* _GIVEN EXERCISE 1_
Find every line of the listing that contains the word "wall", and copy each of those lines.

Figure 13.14. IPv6-domain socket-address structure.

IPv6 defines several scopes in which an address can be used. In IPv4, all addresses were global in scope, meaning that they were valid no matter where they were found on the Internet. The defined scopes in IPv6 are link local, site local, organization local, and global. An address in a lesser scope may not be passed out to a broader scope. For example a link-local address will not be forwarded to another link by a router.

Working with 128-bit addresses by hand is clumsy and error prone. Applications are expected to deal almost exclusively with named entities for IPv6 by using the domain name system (DNS) [Thomson & Huitema, 1995]. The original API for looking up an address from a hostname, gethostbyname(), was specific to the AF_INET domain, so a new API was added to lookup an IPv6 address given a name. When a client wishes to find a server, it uses the gethostbyname2() routine that takes as one of its arguments an address family.

This new API can work with either IPv4 or IPv6 addresses because the second argument specifies the address family and the return value is a pointer to a structure that contains the address type being returned.

* _AVAILABLE DATA_
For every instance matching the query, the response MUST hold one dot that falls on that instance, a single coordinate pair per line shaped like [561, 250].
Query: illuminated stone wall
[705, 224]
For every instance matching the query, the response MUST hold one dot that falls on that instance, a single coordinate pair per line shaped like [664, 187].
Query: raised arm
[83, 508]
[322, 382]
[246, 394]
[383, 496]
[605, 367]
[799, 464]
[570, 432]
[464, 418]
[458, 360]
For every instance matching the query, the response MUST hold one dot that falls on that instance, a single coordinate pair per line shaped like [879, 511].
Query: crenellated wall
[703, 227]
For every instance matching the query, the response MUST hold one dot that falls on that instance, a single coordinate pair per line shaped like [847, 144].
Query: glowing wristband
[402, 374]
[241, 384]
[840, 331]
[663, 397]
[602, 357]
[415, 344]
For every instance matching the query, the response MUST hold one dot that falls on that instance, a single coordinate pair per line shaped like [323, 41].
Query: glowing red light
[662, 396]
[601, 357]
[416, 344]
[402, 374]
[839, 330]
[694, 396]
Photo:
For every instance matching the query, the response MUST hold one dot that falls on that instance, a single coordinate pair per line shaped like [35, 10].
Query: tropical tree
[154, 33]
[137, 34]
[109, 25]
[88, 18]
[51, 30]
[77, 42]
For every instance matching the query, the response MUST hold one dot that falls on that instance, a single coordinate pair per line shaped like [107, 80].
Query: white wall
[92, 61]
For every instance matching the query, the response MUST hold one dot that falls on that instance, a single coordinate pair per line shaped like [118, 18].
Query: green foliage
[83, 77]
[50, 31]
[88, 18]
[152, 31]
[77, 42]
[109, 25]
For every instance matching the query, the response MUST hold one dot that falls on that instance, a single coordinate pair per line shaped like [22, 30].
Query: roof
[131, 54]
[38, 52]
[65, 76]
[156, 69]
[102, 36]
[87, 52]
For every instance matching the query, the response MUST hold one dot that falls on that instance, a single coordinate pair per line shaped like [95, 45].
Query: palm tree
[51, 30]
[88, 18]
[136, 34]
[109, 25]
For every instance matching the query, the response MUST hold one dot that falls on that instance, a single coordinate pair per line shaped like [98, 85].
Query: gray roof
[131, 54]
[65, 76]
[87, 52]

* _GIVEN EXERCISE 2_
Continue the passage on IPv6 addresses and name lookup from the point where it stops.

* _FINAL RESULT 1_
Query: illuminated stone wall
Query: crenellated wall
Query: white wall

* _FINAL RESULT 2_
Autoconfiguration

A goal of IPv6 is to make adding a computer to the network a simpler process. The mechanisms and protocols that are used to reach this goal are called autoconfiguration. For a host to be automatically configured it has to be able to discover several pieces of information from the network without any prior knowledge. The host must be able to automatically figure out its own address, the address of its next hop router, and the network prefix of the link to which it is attached. To communicate with other hosts on its link and with its next hop router, a host needs the link-level addresses for those other systems. These questions are answered by the neighbor-discovery protocol that is a part of IPv6 and is defined in Narten et al. [1998]. Neighbor discovery either enhances or replaces disparate protocols that were a part of IPv4 and unifies them in a set of ICMPv6 messages [Conta & Deering, 1998]. Because neighbor discovery uses ICMPv6 and thus runs above the IPv6 layer, as long as IPv6 runs on a particular link type, so will neighbor discovery and its auto-configuration services. We will look at two aspects of the neighbor-discovery protocol. The first will be router discovery—how a node finds its next hop router—and the second will be neighbor discovery itself.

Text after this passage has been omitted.